--- Available records ---

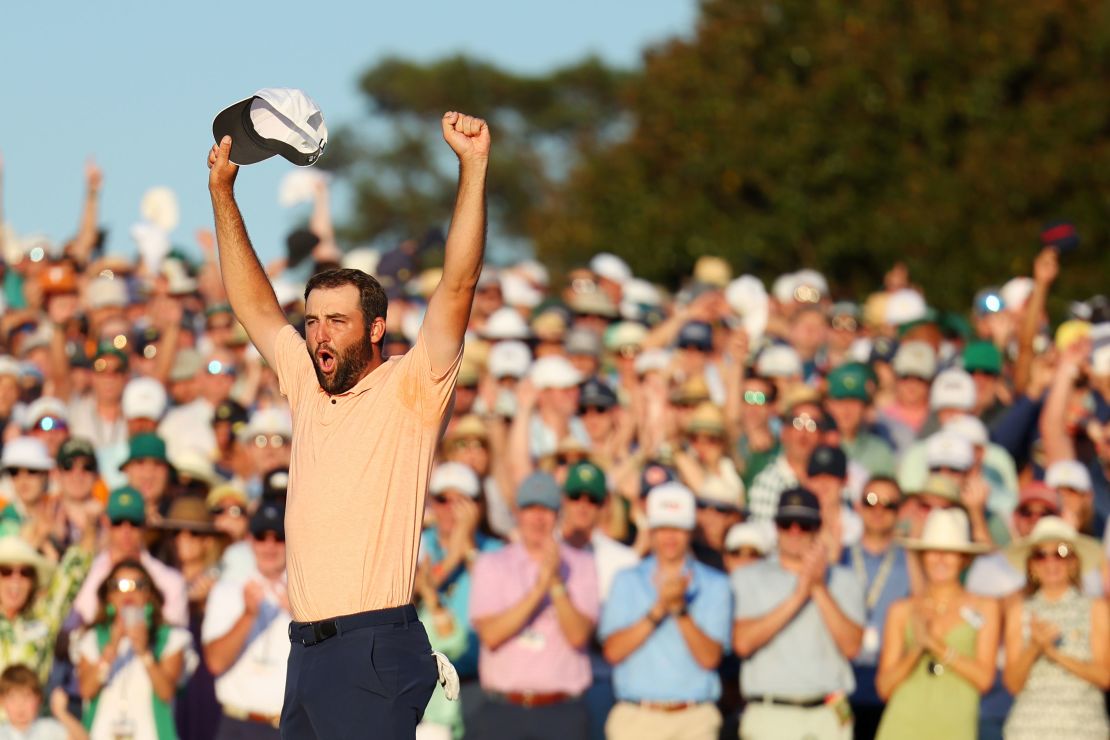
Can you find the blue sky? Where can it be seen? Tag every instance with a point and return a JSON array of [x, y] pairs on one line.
[[135, 84]]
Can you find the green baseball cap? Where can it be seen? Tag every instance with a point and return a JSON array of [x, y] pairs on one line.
[[125, 504], [588, 478], [849, 381], [145, 446], [982, 357]]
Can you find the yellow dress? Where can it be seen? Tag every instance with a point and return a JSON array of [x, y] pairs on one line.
[[935, 702]]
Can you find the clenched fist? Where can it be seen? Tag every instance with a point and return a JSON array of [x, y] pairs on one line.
[[221, 169], [468, 137]]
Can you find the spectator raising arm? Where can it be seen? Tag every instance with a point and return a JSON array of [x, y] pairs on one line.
[[252, 298]]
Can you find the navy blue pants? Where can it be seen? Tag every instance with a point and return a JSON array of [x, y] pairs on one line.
[[371, 679]]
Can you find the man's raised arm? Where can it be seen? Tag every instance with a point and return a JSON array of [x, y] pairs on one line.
[[448, 310], [245, 282]]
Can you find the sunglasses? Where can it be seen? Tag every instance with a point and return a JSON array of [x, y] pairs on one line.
[[269, 441], [230, 510], [130, 585], [755, 397], [1058, 553], [874, 500], [807, 527], [17, 472], [82, 464], [23, 571], [804, 423]]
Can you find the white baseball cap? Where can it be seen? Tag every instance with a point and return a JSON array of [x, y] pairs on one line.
[[670, 505], [1068, 474], [510, 358], [273, 121], [952, 388], [948, 449], [143, 397], [26, 453], [454, 476], [916, 360], [554, 372]]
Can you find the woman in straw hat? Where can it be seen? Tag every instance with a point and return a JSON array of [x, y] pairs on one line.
[[938, 648], [1057, 639], [36, 596]]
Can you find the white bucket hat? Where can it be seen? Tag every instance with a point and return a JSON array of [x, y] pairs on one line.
[[946, 530], [1055, 529]]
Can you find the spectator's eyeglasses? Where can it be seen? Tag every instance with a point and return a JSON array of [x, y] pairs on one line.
[[804, 423], [51, 424], [467, 444], [18, 472], [1059, 553], [230, 510], [130, 585], [808, 527], [755, 397], [22, 571], [873, 500], [1031, 513], [80, 464], [269, 441]]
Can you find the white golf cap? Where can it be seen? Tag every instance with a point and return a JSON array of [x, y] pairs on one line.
[[747, 534], [915, 360], [948, 449], [454, 476], [670, 505], [26, 453], [554, 372], [1068, 474], [143, 397], [970, 428], [510, 358], [954, 388], [506, 324], [273, 121], [611, 266]]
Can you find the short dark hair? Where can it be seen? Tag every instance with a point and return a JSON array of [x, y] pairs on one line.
[[371, 294], [20, 677]]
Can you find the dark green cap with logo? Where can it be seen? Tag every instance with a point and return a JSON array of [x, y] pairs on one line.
[[588, 478]]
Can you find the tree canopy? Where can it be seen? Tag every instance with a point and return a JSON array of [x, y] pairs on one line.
[[843, 137]]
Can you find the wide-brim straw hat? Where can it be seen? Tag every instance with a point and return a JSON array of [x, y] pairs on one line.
[[946, 530], [1055, 529], [16, 550]]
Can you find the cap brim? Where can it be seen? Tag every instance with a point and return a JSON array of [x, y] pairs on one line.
[[230, 122]]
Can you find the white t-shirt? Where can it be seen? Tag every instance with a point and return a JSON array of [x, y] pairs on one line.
[[44, 728], [127, 697], [255, 682]]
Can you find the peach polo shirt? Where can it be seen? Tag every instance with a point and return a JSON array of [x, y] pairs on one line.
[[359, 475]]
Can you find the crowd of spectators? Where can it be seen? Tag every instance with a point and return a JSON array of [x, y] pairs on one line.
[[717, 510]]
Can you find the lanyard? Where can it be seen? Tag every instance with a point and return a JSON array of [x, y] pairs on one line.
[[880, 577]]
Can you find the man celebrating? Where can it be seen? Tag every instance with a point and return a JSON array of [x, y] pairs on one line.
[[364, 431]]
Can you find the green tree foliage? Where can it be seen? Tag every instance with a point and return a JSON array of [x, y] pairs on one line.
[[838, 135]]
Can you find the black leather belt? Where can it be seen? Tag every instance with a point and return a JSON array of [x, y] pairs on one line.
[[313, 632], [783, 701]]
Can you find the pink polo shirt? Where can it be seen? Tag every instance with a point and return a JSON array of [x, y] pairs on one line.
[[538, 658]]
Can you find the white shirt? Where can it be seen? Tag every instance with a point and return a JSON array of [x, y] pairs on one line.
[[127, 698], [255, 682]]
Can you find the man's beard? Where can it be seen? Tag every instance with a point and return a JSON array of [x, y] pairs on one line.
[[350, 364]]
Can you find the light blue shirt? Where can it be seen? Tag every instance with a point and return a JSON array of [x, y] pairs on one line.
[[663, 669], [801, 661]]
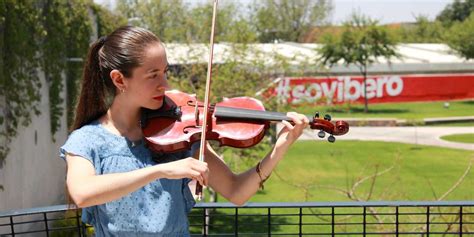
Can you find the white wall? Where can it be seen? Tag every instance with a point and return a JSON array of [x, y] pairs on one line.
[[33, 174]]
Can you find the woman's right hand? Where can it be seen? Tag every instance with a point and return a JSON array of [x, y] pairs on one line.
[[187, 168]]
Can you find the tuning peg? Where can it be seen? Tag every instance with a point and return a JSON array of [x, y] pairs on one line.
[[321, 134], [331, 139]]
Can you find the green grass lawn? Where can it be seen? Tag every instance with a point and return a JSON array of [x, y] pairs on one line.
[[410, 111], [313, 169], [464, 138]]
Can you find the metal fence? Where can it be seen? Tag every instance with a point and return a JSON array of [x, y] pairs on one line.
[[450, 218]]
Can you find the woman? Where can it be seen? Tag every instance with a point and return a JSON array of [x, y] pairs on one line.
[[110, 171]]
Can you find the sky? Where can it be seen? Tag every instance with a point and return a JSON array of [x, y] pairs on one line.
[[386, 11]]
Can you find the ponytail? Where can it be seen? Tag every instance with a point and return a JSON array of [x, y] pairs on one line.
[[91, 104], [122, 50]]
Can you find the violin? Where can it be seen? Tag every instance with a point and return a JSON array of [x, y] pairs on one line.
[[236, 122]]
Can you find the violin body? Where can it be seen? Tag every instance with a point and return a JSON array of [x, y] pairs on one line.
[[177, 132], [237, 122]]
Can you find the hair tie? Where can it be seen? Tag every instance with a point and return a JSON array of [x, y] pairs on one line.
[[102, 40]]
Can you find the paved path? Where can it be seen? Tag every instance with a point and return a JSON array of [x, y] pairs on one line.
[[414, 135]]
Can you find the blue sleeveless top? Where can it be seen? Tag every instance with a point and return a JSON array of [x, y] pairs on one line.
[[160, 208]]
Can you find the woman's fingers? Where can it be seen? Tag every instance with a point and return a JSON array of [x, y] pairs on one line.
[[200, 171]]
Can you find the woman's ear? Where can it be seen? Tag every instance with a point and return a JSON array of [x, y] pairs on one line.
[[118, 79]]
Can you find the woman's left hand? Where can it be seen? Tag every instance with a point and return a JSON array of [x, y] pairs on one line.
[[291, 132]]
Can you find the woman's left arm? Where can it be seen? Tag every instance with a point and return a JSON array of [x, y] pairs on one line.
[[238, 188]]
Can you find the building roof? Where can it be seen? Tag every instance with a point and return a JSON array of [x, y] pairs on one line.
[[415, 58]]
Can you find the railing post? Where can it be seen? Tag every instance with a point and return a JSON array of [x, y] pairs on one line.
[[78, 223], [12, 226], [301, 221], [204, 222], [332, 222], [236, 222], [365, 221], [396, 221], [460, 220], [269, 222], [46, 224], [427, 221]]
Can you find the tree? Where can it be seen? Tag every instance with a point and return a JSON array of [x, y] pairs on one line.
[[460, 35], [361, 42], [288, 20], [173, 21], [457, 11]]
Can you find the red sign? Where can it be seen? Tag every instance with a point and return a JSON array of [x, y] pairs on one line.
[[380, 89]]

---

--- What is required ---
Put every line of the records above into a JSON list of strings, one string per line, leaving out blank lines and the pictures.

--- Result of the task ---
[
  "Can you find the blue sky? Where can it be seen? Tag every instance with a point and return a JSON array of [x, y] pairs on one line.",
  "[[135, 84]]",
  "Can you find the green baseball cap? Where can it be seen? Tag every instance with a point and return a JSON array of [x, y] pairs on one line.",
  "[[125, 504], [588, 478], [849, 381], [145, 446], [982, 357]]",
  "Can you find the yellow dress? Where can it be seen? Tag every instance with a point and return a JSON array of [x, y] pairs on one line.",
  "[[935, 702]]",
  "Can you find the clenched fist? Where can it be seen? Tag every instance with a point and return a JSON array of [x, y] pairs on one line.",
  "[[221, 169], [468, 137]]",
  "Can you find the spectator raising arm? Where can it be seen? Tag every instance with a point and return a JSON array of [x, y] pairs on one line.",
  "[[252, 298]]",
  "Can you find the navy blue pants? Where can it be seen? Tag every instance with a point and return a JSON array of [x, y] pairs on one line.",
  "[[371, 679]]",
  "Can you find the man's raised arm? Where can it be seen? Tag every instance with a point and return a JSON array of [x, y] pairs on one line.",
  "[[448, 310], [245, 282]]",
  "Can you find the sunglasses? Where can it be seen? Tag every instance with a point and return a JSON array of [x, y] pairs on one line.",
  "[[269, 441], [230, 510], [130, 585], [755, 397], [1058, 553], [874, 500], [807, 527], [17, 472], [82, 464], [23, 571], [804, 423]]",
  "Can you find the white baseball cap? Where can it be seen? Tag every instance with a point and return a JSON array of [x, y] pairs on one line.",
  "[[670, 505], [1068, 474], [510, 358], [273, 121], [952, 388], [948, 449], [143, 397], [26, 453], [454, 476], [916, 360], [554, 372]]",
  "Can you find the woman in straw hat? Where can it be seen? Tag every instance with a point and return a JSON array of [x, y] pairs on one line.",
  "[[938, 648], [1057, 639], [36, 596]]",
  "Can you find the white bucket hat? Where can it be seen? Tag every instance with a point and return a JSON array of [x, y] pairs on one line.",
  "[[946, 530], [1055, 529]]",
  "Can you find the spectator's eyeglasses? Where can it be seen? Tag every instance with a point and return a JSON array of [x, y] pairs on one line.",
  "[[804, 423], [51, 424], [467, 444], [18, 472], [1059, 553], [230, 510], [130, 585], [808, 527], [755, 397], [22, 571], [873, 500], [1031, 513], [80, 464], [269, 441]]",
  "Can you find the white golf cap? Where can it be seen? Tag every instance with a point and return a JSON array of [x, y] pairs on one line.",
  "[[747, 534], [915, 360], [948, 449], [454, 476], [670, 505], [26, 453], [554, 372], [1068, 474], [143, 397], [970, 428], [510, 358], [954, 388], [506, 324], [273, 121], [611, 266]]",
  "Can you find the short dark hair? Where can it be seen? Tag every instance with a point and return a JSON array of [x, y] pairs on one line.",
  "[[371, 294], [20, 677]]",
  "Can you find the dark green cap with logo? Where can it be seen? Tag every instance with a point and return a JSON array of [x, y] pairs on one line.",
  "[[588, 478]]",
  "Can you find the tree canopy? Where can it be seen? Tag every instance with a point and return a JSON array of [x, y] pairs on one line.",
  "[[843, 137]]",
  "Can you find the wide-brim straw hat? Where can it be seen? Tag every instance with a point and return a JSON array of [x, y] pairs on one line.",
  "[[946, 530], [1055, 529], [16, 550]]",
  "Can you find the cap brim? Where can it be seen? Tag every instance with a point and return a JSON array of [x, y] pairs on one line.",
  "[[230, 122]]",
  "Can you find the white t-shirt? Where can it be seen? Tag every instance with a point and return a JSON array of [x, y] pairs on one line.",
  "[[44, 728], [127, 697], [255, 682]]",
  "Can you find the peach polo shirt? Where can it be seen? Tag every instance with a point and return a JSON array of [x, y] pairs on one line.",
  "[[359, 475]]",
  "Can you find the crowd of spectators? Where can it be seen? Tag every instance with a point and return a JSON array of [x, y] pairs on one line.",
  "[[717, 510]]",
  "Can you find the lanyard? Where can it be seen? Tag every instance with a point and return a JSON array of [x, y] pairs on one line.",
  "[[880, 577]]",
  "Can you find the man celebrating? Where can it be seen? Tag every instance with a point and return a JSON array of [x, y] pairs on one line.",
  "[[364, 431]]",
  "Can you find the green tree foliage? Where can it be seen? Tag every instance with a point and return a JSON array of [x, y] pairs on one line.",
  "[[838, 135]]",
  "Can you find the black leather belt? Where can it be seen? Tag every instance with a point and return a JSON array of [x, y] pairs on one line.",
  "[[313, 632], [783, 701]]",
  "Can you find the pink polo shirt? Where can it be seen? Tag every instance with a point and return a JSON array of [x, y] pairs on one line.",
  "[[538, 658]]",
  "Can you find the white shirt? Where can it be seen? Tag every instance with a point and return a JSON array of [x, y] pairs on one line.",
  "[[127, 698], [255, 682]]",
  "Can you find the man's beard? Where can it be seen? Tag every instance with a point and return a JSON array of [x, y] pairs on one line.",
  "[[350, 364]]",
  "Can you find the light blue shirt? Where can it be seen? Tag every instance with a point and return a JSON array of [x, y] pairs on one line.",
  "[[663, 669], [801, 661]]",
  "Can you find the white wall? Where can it be seen? Tag every instance with a point and return a JSON array of [x, y] pairs on one line.",
  "[[33, 174]]",
  "Can you find the woman's right hand? Where can it be seen? Tag every instance with a point and return a JSON array of [x, y] pairs on one line.",
  "[[187, 168]]",
  "Can you find the tuning peg? Where can it be seen? Tag every instance with a point and return a JSON array of [x, y] pairs on one line.",
  "[[321, 134], [331, 139]]",
  "Can you find the green grass lawn? Where can it be seen? Tag every instance with a point and return a JSON array of [x, y] pairs on one line.",
  "[[410, 111], [313, 169], [464, 138]]",
  "Can you find the metal fence? Where can it be seen? Tag every instance with a point and return a JSON array of [x, y] pairs on one line.",
  "[[450, 218]]",
  "Can you find the woman? Where can it be seen? Tag every instance with a point and return a JSON array of [x, y] pairs on one line.",
  "[[110, 171]]",
  "Can you find the sky? Where can it be seen? Tag every instance with a point and return a JSON array of [x, y] pairs on one line.",
  "[[386, 11]]",
  "Can you find the ponytail? Where can it be seen? Tag every instance with a point and return a JSON array of [x, y] pairs on one line.",
  "[[91, 104], [122, 50]]",
  "Can you find the violin? Where can it be seen? Tag every instance with a point and return a JSON array of [x, y] pairs on one line.",
  "[[236, 122]]",
  "Can you find the violin body? Where can it be seen? Tag every instance with a point and return a JSON array of [x, y] pairs on one line.",
  "[[177, 132], [237, 122]]",
  "Can you find the hair tie? Where can it be seen? Tag every instance with a point and return a JSON array of [x, y] pairs on one line.",
  "[[102, 40]]",
  "Can you find the paved path? Where can it be seen? Tag every instance with a point and return a JSON array of [x, y] pairs on one line.",
  "[[414, 135]]",
  "Can you find the blue sleeveless top? Where can it be seen? Tag every instance with a point and return a JSON array of [x, y] pairs on one line.",
  "[[160, 208]]",
  "Can you find the woman's fingers? Where can it be seen? Tag every instance with a point and return a JSON array of [x, y] pairs on one line.",
  "[[200, 171]]",
  "Can you find the woman's ear? Where can it be seen? Tag every instance with a point and return a JSON array of [x, y] pairs on one line.",
  "[[118, 79]]",
  "Can you find the woman's left hand? Where can it be seen? Tag every instance with a point and return a JSON array of [x, y] pairs on one line.",
  "[[291, 132]]",
  "Can you find the woman's left arm? Where can it be seen? Tag every instance with a point and return a JSON array of [x, y] pairs on one line.",
  "[[238, 188]]",
  "Can you find the building roof? Where can it be seen? Tag every instance with a point and return a JSON array of [x, y] pairs on one line.",
  "[[415, 58]]",
  "Can you find the railing post? Where can it be seen? Tag every instance with a point and return a JSON array of [x, y] pairs on one line.",
  "[[78, 223], [12, 226], [301, 221], [204, 222], [332, 222], [236, 222], [365, 221], [396, 221], [460, 220], [269, 222], [46, 224], [427, 221]]",
  "Can you find the tree? Where can it be seen? Tag every instance with a point and return a JSON array of [x, y] pairs on one line.",
  "[[460, 35], [361, 42], [288, 20], [173, 21], [457, 11]]",
  "Can you find the red sign? Where can it be seen? Tag every instance with a point and return a JSON array of [x, y] pairs on one line.",
  "[[380, 89]]"
]